• [Given records]
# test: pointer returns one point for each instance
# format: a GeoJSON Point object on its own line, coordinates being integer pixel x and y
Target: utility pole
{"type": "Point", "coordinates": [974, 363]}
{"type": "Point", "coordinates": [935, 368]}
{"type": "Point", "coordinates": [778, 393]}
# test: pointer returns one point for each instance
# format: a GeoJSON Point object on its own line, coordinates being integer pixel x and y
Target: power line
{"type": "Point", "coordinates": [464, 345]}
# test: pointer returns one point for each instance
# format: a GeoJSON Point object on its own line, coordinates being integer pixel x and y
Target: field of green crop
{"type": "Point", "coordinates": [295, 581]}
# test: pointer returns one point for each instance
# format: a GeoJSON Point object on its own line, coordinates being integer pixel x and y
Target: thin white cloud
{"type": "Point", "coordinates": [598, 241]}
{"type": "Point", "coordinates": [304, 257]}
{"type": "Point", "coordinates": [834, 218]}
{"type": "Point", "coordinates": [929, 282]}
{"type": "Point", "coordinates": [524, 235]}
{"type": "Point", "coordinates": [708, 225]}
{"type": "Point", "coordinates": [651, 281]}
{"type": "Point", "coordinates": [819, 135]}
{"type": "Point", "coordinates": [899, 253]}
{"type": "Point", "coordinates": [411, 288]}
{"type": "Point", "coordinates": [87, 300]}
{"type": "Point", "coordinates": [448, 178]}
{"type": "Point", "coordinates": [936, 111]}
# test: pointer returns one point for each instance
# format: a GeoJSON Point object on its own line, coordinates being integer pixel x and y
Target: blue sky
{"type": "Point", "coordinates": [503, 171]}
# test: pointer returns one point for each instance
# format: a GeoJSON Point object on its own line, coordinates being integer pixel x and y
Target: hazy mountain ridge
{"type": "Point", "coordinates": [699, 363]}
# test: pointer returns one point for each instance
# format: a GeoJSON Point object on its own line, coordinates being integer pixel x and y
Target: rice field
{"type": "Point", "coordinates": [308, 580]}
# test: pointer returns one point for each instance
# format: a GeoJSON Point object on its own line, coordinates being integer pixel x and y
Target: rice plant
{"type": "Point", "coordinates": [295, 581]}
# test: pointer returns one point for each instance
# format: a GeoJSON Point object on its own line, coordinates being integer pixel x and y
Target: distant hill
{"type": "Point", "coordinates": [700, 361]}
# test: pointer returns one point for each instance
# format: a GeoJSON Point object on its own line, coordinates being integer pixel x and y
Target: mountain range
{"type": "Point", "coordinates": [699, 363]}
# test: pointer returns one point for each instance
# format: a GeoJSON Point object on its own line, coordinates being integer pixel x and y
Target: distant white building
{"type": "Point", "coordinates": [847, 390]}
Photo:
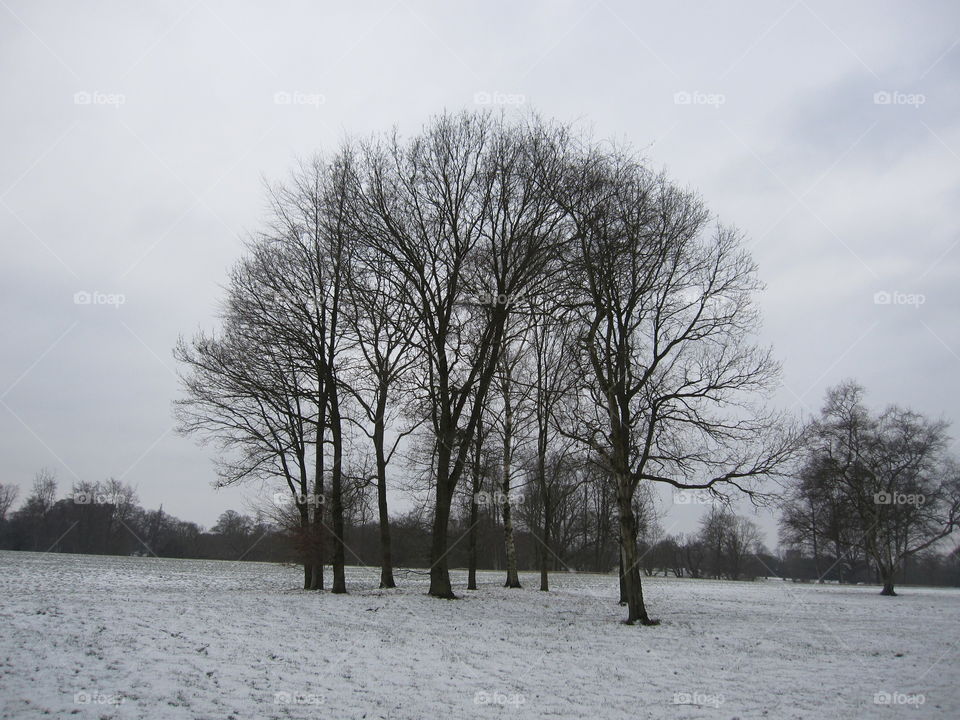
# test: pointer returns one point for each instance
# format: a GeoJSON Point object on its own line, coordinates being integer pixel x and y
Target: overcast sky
{"type": "Point", "coordinates": [136, 137]}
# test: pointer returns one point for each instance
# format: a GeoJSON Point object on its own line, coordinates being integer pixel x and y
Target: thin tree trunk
{"type": "Point", "coordinates": [439, 572]}
{"type": "Point", "coordinates": [474, 513]}
{"type": "Point", "coordinates": [386, 562]}
{"type": "Point", "coordinates": [545, 549]}
{"type": "Point", "coordinates": [336, 500]}
{"type": "Point", "coordinates": [513, 577]}
{"type": "Point", "coordinates": [636, 610]}
{"type": "Point", "coordinates": [317, 534]}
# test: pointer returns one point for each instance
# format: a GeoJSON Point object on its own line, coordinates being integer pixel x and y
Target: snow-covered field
{"type": "Point", "coordinates": [112, 637]}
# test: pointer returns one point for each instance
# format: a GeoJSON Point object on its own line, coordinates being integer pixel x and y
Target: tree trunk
{"type": "Point", "coordinates": [315, 537]}
{"type": "Point", "coordinates": [513, 577]}
{"type": "Point", "coordinates": [439, 572]}
{"type": "Point", "coordinates": [336, 500]}
{"type": "Point", "coordinates": [545, 548]}
{"type": "Point", "coordinates": [386, 562]}
{"type": "Point", "coordinates": [886, 576]}
{"type": "Point", "coordinates": [476, 486]}
{"type": "Point", "coordinates": [636, 610]}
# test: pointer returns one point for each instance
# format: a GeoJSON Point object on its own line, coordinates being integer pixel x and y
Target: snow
{"type": "Point", "coordinates": [114, 637]}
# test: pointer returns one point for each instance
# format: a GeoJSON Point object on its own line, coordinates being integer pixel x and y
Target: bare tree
{"type": "Point", "coordinates": [382, 329]}
{"type": "Point", "coordinates": [665, 306]}
{"type": "Point", "coordinates": [8, 496]}
{"type": "Point", "coordinates": [892, 474]}
{"type": "Point", "coordinates": [461, 214]}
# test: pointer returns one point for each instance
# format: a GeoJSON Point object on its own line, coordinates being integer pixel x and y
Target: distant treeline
{"type": "Point", "coordinates": [106, 518]}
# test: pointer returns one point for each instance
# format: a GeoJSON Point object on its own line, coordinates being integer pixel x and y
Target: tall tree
{"type": "Point", "coordinates": [893, 474]}
{"type": "Point", "coordinates": [665, 307]}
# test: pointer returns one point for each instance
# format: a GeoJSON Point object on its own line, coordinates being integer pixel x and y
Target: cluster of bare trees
{"type": "Point", "coordinates": [528, 303]}
{"type": "Point", "coordinates": [105, 518]}
{"type": "Point", "coordinates": [877, 488]}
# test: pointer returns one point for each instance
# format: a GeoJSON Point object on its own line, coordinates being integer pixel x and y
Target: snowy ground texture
{"type": "Point", "coordinates": [111, 637]}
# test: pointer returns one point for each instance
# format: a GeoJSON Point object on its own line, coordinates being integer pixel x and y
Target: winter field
{"type": "Point", "coordinates": [116, 637]}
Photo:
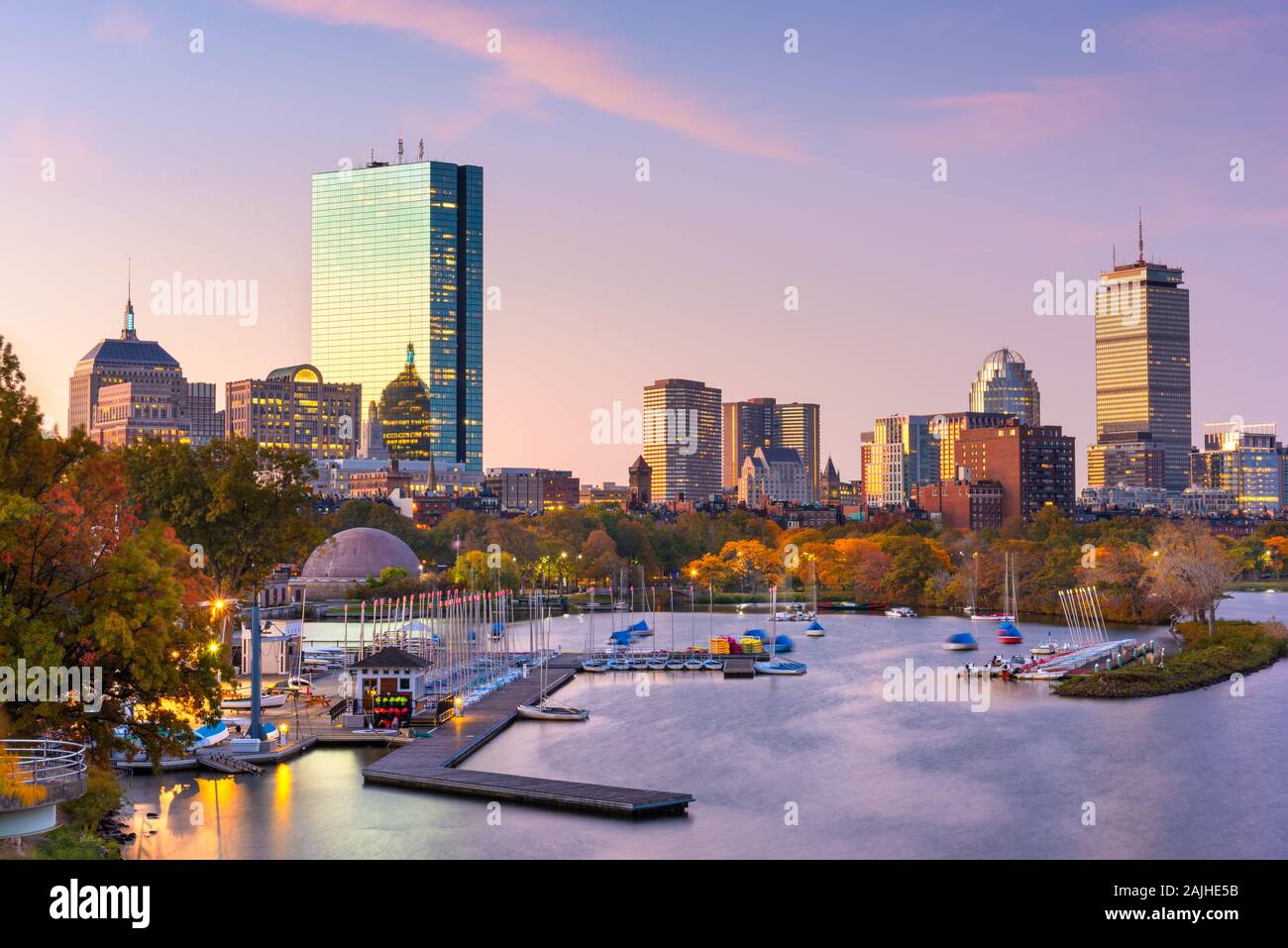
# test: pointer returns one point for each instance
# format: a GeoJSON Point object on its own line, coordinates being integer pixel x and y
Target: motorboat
{"type": "Point", "coordinates": [780, 666]}
{"type": "Point", "coordinates": [210, 734]}
{"type": "Point", "coordinates": [552, 712]}
{"type": "Point", "coordinates": [960, 642]}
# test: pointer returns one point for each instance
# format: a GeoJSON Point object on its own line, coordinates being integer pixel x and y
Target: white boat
{"type": "Point", "coordinates": [541, 710]}
{"type": "Point", "coordinates": [553, 712]}
{"type": "Point", "coordinates": [266, 700]}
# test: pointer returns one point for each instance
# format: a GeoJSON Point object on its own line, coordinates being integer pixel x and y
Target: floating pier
{"type": "Point", "coordinates": [428, 763]}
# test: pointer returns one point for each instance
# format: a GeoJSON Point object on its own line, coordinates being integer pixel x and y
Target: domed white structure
{"type": "Point", "coordinates": [1004, 384]}
{"type": "Point", "coordinates": [355, 554]}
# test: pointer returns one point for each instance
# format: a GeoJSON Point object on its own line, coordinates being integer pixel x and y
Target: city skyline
{"type": "Point", "coordinates": [858, 286]}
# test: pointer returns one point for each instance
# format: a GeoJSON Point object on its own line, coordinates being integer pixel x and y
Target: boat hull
{"type": "Point", "coordinates": [552, 712]}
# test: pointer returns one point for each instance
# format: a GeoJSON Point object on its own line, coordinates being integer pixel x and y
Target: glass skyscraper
{"type": "Point", "coordinates": [397, 258]}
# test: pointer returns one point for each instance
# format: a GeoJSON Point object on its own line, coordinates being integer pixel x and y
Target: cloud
{"type": "Point", "coordinates": [572, 65]}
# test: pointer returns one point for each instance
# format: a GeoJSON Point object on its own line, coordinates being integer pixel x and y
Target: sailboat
{"type": "Point", "coordinates": [814, 629]}
{"type": "Point", "coordinates": [776, 665]}
{"type": "Point", "coordinates": [542, 710]}
{"type": "Point", "coordinates": [593, 664]}
{"type": "Point", "coordinates": [1009, 633]}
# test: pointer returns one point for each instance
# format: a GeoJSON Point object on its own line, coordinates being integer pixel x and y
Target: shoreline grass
{"type": "Point", "coordinates": [1234, 647]}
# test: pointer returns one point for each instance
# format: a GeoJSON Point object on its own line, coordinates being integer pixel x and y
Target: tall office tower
{"type": "Point", "coordinates": [205, 423]}
{"type": "Point", "coordinates": [1243, 459]}
{"type": "Point", "coordinates": [747, 425]}
{"type": "Point", "coordinates": [397, 254]}
{"type": "Point", "coordinates": [1142, 365]}
{"type": "Point", "coordinates": [1004, 385]}
{"type": "Point", "coordinates": [905, 453]}
{"type": "Point", "coordinates": [124, 360]}
{"type": "Point", "coordinates": [682, 440]}
{"type": "Point", "coordinates": [797, 428]}
{"type": "Point", "coordinates": [866, 441]}
{"type": "Point", "coordinates": [295, 410]}
{"type": "Point", "coordinates": [1031, 463]}
{"type": "Point", "coordinates": [948, 429]}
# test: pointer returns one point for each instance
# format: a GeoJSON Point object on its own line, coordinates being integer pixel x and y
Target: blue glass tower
{"type": "Point", "coordinates": [397, 258]}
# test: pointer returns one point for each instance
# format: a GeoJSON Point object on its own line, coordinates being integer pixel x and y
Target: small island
{"type": "Point", "coordinates": [1209, 657]}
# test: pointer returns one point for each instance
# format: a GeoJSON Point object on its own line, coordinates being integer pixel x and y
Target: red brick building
{"type": "Point", "coordinates": [1031, 463]}
{"type": "Point", "coordinates": [962, 504]}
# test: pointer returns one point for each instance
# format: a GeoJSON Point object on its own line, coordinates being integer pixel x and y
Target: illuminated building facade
{"type": "Point", "coordinates": [948, 429]}
{"type": "Point", "coordinates": [1005, 385]}
{"type": "Point", "coordinates": [903, 453]}
{"type": "Point", "coordinates": [1142, 369]}
{"type": "Point", "coordinates": [683, 440]}
{"type": "Point", "coordinates": [1245, 460]}
{"type": "Point", "coordinates": [124, 360]}
{"type": "Point", "coordinates": [1031, 463]}
{"type": "Point", "coordinates": [747, 425]}
{"type": "Point", "coordinates": [294, 408]}
{"type": "Point", "coordinates": [404, 415]}
{"type": "Point", "coordinates": [397, 256]}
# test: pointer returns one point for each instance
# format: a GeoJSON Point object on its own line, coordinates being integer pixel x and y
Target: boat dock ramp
{"type": "Point", "coordinates": [429, 763]}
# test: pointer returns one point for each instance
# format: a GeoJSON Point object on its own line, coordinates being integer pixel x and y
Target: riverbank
{"type": "Point", "coordinates": [1234, 647]}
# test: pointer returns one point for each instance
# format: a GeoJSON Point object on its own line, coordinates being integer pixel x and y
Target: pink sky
{"type": "Point", "coordinates": [768, 170]}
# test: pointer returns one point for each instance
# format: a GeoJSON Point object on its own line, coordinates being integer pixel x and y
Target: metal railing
{"type": "Point", "coordinates": [43, 762]}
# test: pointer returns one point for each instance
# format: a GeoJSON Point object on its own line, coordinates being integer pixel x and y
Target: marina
{"type": "Point", "coordinates": [871, 779]}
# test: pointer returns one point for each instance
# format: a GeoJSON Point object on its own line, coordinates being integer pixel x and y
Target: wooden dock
{"type": "Point", "coordinates": [428, 763]}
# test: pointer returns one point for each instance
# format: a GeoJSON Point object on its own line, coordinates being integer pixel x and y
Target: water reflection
{"type": "Point", "coordinates": [1198, 775]}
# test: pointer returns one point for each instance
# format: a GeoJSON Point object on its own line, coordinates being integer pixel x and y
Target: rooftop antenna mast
{"type": "Point", "coordinates": [1140, 237]}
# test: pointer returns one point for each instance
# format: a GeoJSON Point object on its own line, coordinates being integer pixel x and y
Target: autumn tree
{"type": "Point", "coordinates": [86, 583]}
{"type": "Point", "coordinates": [1190, 570]}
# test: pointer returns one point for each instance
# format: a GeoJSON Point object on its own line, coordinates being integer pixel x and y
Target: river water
{"type": "Point", "coordinates": [818, 766]}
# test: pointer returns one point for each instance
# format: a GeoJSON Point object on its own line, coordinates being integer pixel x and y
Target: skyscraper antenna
{"type": "Point", "coordinates": [1140, 236]}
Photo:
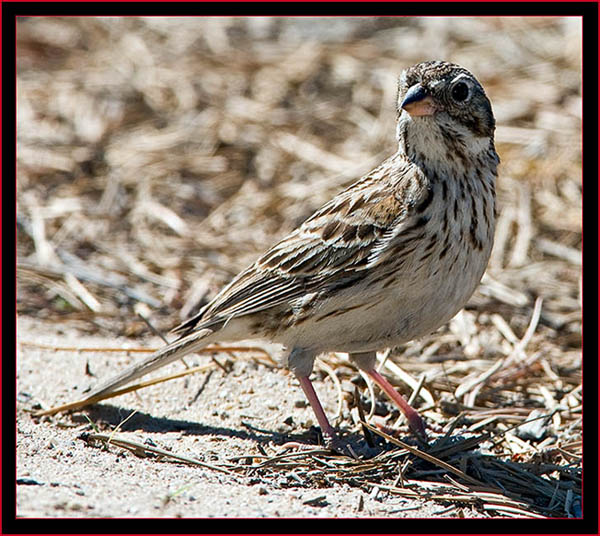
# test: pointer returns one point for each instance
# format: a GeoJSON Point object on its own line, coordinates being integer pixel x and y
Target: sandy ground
{"type": "Point", "coordinates": [60, 475]}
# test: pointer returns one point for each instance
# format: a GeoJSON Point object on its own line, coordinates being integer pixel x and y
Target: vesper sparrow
{"type": "Point", "coordinates": [389, 259]}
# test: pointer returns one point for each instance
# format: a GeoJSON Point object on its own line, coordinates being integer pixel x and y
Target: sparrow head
{"type": "Point", "coordinates": [447, 94]}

• [Goal of the exercise]
Extract every line of the rows above that contains the word "trunk".

• [Response]
Target: thin tree trunk
Target: tree trunk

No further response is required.